Scientists Discover 'Supermountains' That Stretched 4,500 Miles

Prehistoric "supermountains" that stretched around 4,500 miles and dwarfed the modern-day Himalayas has been discovered by scientists.

Their research, published in the journal Earth and Planetary Science Letters, reveals a previously unknown mountain range named the Nuna Supermountains, which existed on a vast ancient continent between two and 1.8 billion years ago. They also describe a second vast mountain range, which arose between 650 and 500 million years ago and is named the Transgondwanan Supermountain.

The findings shed light on two periods of Earth's ancient history, when supercontinents made the surface of the planet look very different to the spread of continents we see today.

The Transgondwanan Supermountain was found on Gondwana, a vast ancient continent that combined the land masses of Antarctica, Africa, South America, Australasia and India and existed between 600 million and 180 million years ago. Its break-up led eventually to the formation of the continents we are familiar with today.

Part of a data file
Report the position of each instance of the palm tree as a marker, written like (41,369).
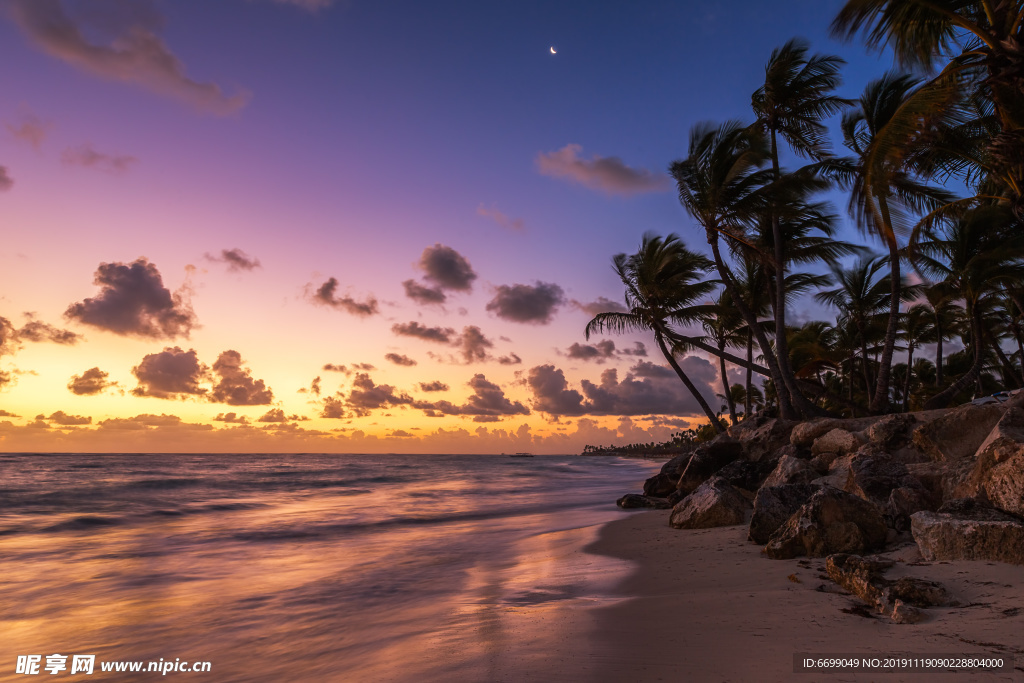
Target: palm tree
(796,96)
(919,328)
(721,185)
(882,193)
(983,43)
(977,255)
(663,280)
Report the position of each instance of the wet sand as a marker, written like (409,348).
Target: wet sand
(707,605)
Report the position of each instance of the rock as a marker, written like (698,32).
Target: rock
(892,431)
(748,475)
(632,501)
(774,505)
(762,436)
(1005,485)
(968,529)
(803,435)
(888,483)
(659,485)
(708,460)
(839,472)
(715,503)
(839,441)
(675,467)
(791,470)
(832,521)
(958,433)
(998,466)
(898,599)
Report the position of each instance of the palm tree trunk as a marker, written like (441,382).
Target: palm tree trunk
(725,385)
(785,408)
(906,383)
(942,398)
(689,385)
(748,400)
(881,400)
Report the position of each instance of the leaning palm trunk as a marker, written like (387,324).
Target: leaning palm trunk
(881,400)
(689,385)
(942,398)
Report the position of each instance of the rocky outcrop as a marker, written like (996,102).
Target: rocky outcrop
(832,521)
(791,470)
(901,600)
(708,460)
(958,433)
(635,501)
(969,529)
(715,503)
(836,440)
(773,506)
(763,436)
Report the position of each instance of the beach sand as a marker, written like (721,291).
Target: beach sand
(707,605)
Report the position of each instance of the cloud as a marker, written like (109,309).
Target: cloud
(366,395)
(446,268)
(473,345)
(130,52)
(237,386)
(37,331)
(31,130)
(170,374)
(273,415)
(600,305)
(514,224)
(66,420)
(646,389)
(236,259)
(400,359)
(231,418)
(414,329)
(487,403)
(598,352)
(327,295)
(607,174)
(89,383)
(523,303)
(86,157)
(422,294)
(133,301)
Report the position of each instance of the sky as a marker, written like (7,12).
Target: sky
(353,226)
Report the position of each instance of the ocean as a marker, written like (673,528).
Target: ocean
(287,567)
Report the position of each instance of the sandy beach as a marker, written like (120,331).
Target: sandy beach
(707,605)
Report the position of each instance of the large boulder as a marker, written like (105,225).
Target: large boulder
(708,460)
(791,470)
(748,475)
(837,440)
(1005,485)
(762,436)
(832,521)
(715,503)
(958,433)
(774,505)
(635,501)
(901,599)
(887,482)
(969,529)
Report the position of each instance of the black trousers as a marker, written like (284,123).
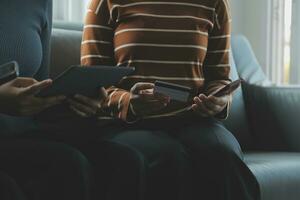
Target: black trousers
(182,158)
(9,189)
(42,170)
(171,159)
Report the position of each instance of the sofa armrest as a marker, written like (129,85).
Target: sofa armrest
(274,114)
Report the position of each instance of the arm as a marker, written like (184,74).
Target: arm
(97,49)
(43,72)
(216,64)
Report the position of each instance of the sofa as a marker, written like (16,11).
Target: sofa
(263,117)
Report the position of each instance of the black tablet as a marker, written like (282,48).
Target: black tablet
(85,80)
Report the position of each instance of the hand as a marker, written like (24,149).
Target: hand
(144,101)
(209,106)
(17,97)
(85,106)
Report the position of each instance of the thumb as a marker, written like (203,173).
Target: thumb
(35,88)
(23,82)
(141,86)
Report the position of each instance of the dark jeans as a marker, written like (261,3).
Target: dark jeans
(180,158)
(42,170)
(183,157)
(9,190)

--- Requests ---
- a) List every land mass that the supermountains article says was combined in Gondwana.
- b) From the supermountains article above, return the passage between "The findings shed" and "familiar with today.", inclusive.

--- Solutions for each task ---
- a) Antarctica, Africa, South America, Australasia, India

- b)
The findings shed light on two periods of Earth's ancient history, when supercontinents made the surface of the planet look very different to the spread of continents we see today.

The Transgondwanan Supermountain was found on Gondwana, a vast ancient continent that combined the land masses of Antarctica, Africa, South America, Australasia and India and existed between 600 million and 180 million years ago. Its break-up led eventually to the formation of the continents we are familiar with today.